Text provided:
━━━━━━━━━━
2008-10-27 08:55:42

by Mike Frysinger

[permalink] [raw]
Subject: inconsistent behavior with ptrace(TRACEME) and fork/exec

i'm hoping my understanding of ptrace is correct and that the attached test
case (reduced from LTP) isnt just completely broken ... my understanding is
that if a parent forks and the child does a ptrace(TRACEME) right before
doing an exec(), the kernel should always halt it and wait indefinitely for
the parent to start ptracing it.

unfortunately, this behavior seems to be unreliable. most of the time it
works, but sometimes the kernel does not halt the child and it gladly does
the exec() that it set out to do. i dont believe this to be a race in the
user space parent component as forcing it to delay via judicious usage of
sleep() shows the same behavior.
━━━━━━━━━━
Data excerpts:
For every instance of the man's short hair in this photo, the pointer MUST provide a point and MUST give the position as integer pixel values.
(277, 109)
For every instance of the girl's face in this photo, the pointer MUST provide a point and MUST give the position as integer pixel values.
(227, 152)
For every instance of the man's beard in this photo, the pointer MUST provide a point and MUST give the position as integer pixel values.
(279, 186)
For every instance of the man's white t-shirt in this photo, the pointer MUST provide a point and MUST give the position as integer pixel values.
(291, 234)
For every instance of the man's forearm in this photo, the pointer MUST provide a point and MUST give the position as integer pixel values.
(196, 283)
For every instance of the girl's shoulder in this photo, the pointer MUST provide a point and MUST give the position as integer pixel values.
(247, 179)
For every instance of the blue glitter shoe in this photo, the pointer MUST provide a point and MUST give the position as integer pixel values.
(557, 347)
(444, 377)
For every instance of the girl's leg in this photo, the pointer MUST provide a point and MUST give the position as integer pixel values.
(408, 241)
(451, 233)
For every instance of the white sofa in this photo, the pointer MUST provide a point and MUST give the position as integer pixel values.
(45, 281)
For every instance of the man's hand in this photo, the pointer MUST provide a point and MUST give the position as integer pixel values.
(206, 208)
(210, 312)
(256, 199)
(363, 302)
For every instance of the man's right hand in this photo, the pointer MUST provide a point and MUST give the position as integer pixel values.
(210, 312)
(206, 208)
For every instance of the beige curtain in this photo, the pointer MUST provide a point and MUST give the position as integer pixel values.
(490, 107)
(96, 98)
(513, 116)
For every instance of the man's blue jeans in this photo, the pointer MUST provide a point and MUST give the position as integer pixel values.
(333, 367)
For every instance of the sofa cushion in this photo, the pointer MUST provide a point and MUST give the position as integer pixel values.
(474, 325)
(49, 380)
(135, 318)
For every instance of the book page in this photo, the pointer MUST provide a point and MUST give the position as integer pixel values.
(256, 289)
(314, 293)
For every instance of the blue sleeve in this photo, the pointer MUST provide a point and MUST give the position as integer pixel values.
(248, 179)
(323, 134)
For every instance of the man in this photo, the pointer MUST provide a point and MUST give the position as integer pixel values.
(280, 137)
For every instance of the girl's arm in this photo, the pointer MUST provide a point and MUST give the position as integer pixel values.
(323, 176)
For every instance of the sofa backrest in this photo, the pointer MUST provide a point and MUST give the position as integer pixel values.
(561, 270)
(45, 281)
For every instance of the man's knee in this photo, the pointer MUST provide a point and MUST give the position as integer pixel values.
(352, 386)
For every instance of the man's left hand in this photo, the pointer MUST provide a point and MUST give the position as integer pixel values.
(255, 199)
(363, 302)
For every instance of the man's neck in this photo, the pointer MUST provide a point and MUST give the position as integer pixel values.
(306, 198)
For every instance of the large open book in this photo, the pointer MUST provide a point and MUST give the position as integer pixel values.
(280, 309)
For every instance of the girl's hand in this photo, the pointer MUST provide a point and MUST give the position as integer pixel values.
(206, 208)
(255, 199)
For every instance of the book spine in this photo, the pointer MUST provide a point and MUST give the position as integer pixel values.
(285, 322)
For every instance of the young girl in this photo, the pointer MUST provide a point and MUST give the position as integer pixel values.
━━━━━━━━━━
Exercise tasks:
- 1) In the ptrace message, what was the attached test case reduced from?
- 2) Explain why the writer of the ptrace message doubts that the problem is a race in the user space parent.
- 3) Carry on the ptrace message from the end of its last sentence.
The data has no connection to the ptrace message.

Answer list:
- 1) It was reduced from LTP.

- 2) Forcing the parent to delay through careful use of sleep() still produces the same unreliable behavior. A race in the user space parent therefore does not seem to explain the child sometimes going ahead with the exec().

- 3)
if all goes well, we should only ever see "SUCCESS!" from the test case:
$ gcc -Wall ptrace-vfork-traceme.c -o ptrace-vfork-traceme
$ while ./ptrace-vfork-traceme ; do :; done
SUCCESS! :D
SUCCESS! :D
SUCCESS! :D
SUCCESS! :D
SUCCESS! :D
SUCCESS! :D
SUCCESS! :D
SUCCESS! :D
SUCCESS! :D
failure, child exited with 17: Child exited
wait() = 12275
status = 1407
WIFEXITED = 0
WEXITSTATUS = 5
WIFSIGNALED = 0
WTERMSIG = 127 (Unknown signal 127)

i'm testing 2.6.26/2.6.27 atm. both x86_64 and ppc64 seem to behave the same.
while gcc-4.3.2 / glibc-2.8 is in use in both places, i dont think that
matters.

also, while the attached test uses vfork(), same behavior can be observed with
fork(). vfork() is used because i like my test cases to work on both MMU and
no-MMU systems.
-mike


Attachments:
(No filename) (1.46 kB)
signature.asc (835.00 B)
This is a digitally signed message part.
ptrace-vfork-traceme.c (1.53 kB)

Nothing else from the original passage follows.